My server is serving a couple hundred clients, and I am noticing some differences in how these clients are being served, and wonder what are the fine tuning we can do to make the connection more robust and consistent across all of client devices.

A couple of background stories. All clients are running on embedded devices with limited RAM and CPU, and slow storage speed, but they can connect to high speed connection.

We had a problem earlier when sending large files. We are noticing that it can take a while for the clients to read data from TCP and write it to its local storage. The server sends them very fast, and it all seems like it's been sent out even though clients are slowly receiving them. So we implemented an ack packet from the client after it has finished processing the file so the server can proceed with the next packet.

Now we are seeing a different problem. Server implements a 5 second timeout for certain types of packets because they require an almost-immediate ack from client. These are not very big packet, around 100 bytes. I thought 5 second delay is pretty long for Internet connection nowadays especially for 100 bytes packets. On some clients they never made the 5 second timeout, but on some other clients, they could hit this timeout more often.

We have certainly seen two different behaviors on the same client, so client's hardware should not be the issue here. Internet connection should also not the issue here as we have tested and seen these in office with high speed connection.

SOURCE EXCERPT ::
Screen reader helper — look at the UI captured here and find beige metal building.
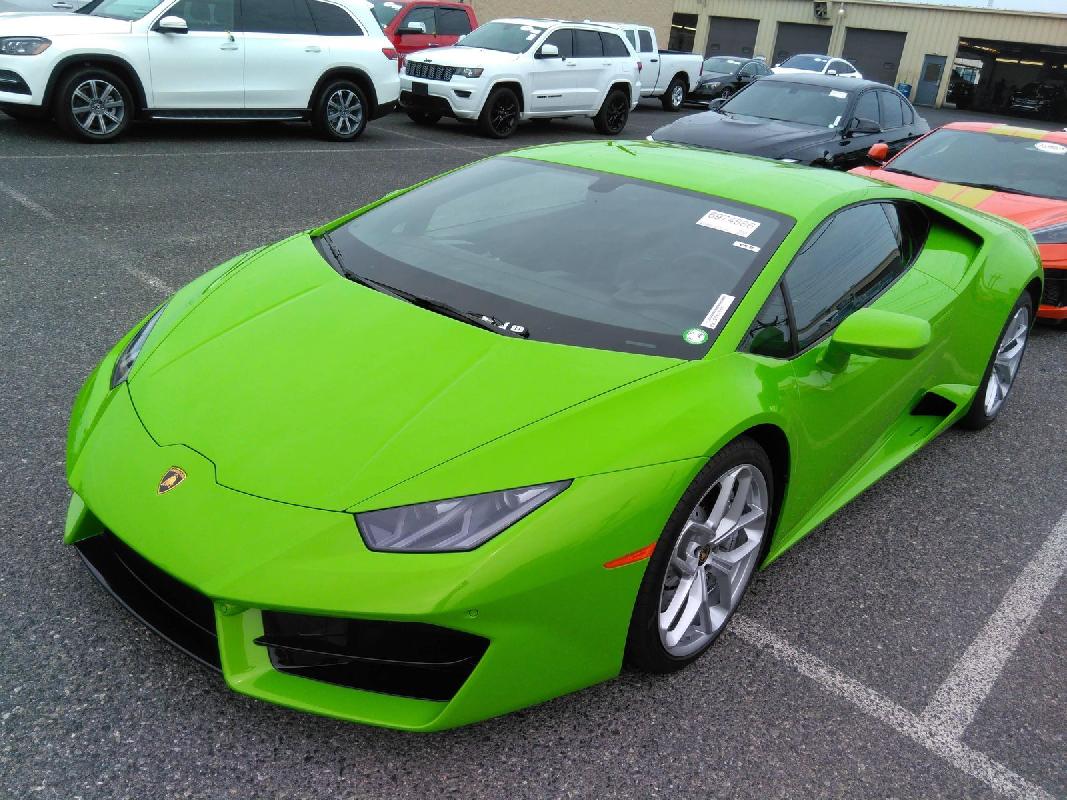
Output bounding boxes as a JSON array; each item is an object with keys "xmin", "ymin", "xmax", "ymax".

OBJECTIVES ::
(A) In the post about the server's clients, repeat the passage from "Now we are seeing" up to and including "with high speed connection.".
(B) In the post about the server's clients, roughly how large are the packets that need an almost-immediate ack from the client?
(C) Pick up the post about the server's clients after its last sentence and write the next part.

RESPONSES TO THE EXERCISE ::
(A)
Now we are seeing a different problem. Server implements a 5 second timeout for certain types of packets because they require an almost-immediate ack from client. These are not very big packet, around 100 bytes. I thought 5 second delay is pretty long for Internet connection nowadays especially for 100 bytes packets. On some clients they never made the 5 second timeout, but on some other clients, they could hit this timeout more often.

We have certainly seen two different behaviors on the same client, so client's hardware should not be the issue here. Internet connection should also not the issue here as we have tested and seen these in office with high speed connection.

(B) Around 100 bytes.

(C)
I wonder why?

Could the TCP write buffer be too large that it sits there for more than 5 secs? Could it be the server RAM is under heavy pressure from handling hundreds of concurrent connections (who knows how many of these hundreds are sending out large files at that time). I am seeing the memory usage is dropping consistently on our production server until it hits a very low number and stays there.

I am currently looking at the TCP write buffer and thinking of reducing its max per connection to something small, say 128KB/connection. I thought of asking for advice here before proceeding with that since I heard that's a 'no-no-land-unless-you-know-what-you-are-doing' type of tuning.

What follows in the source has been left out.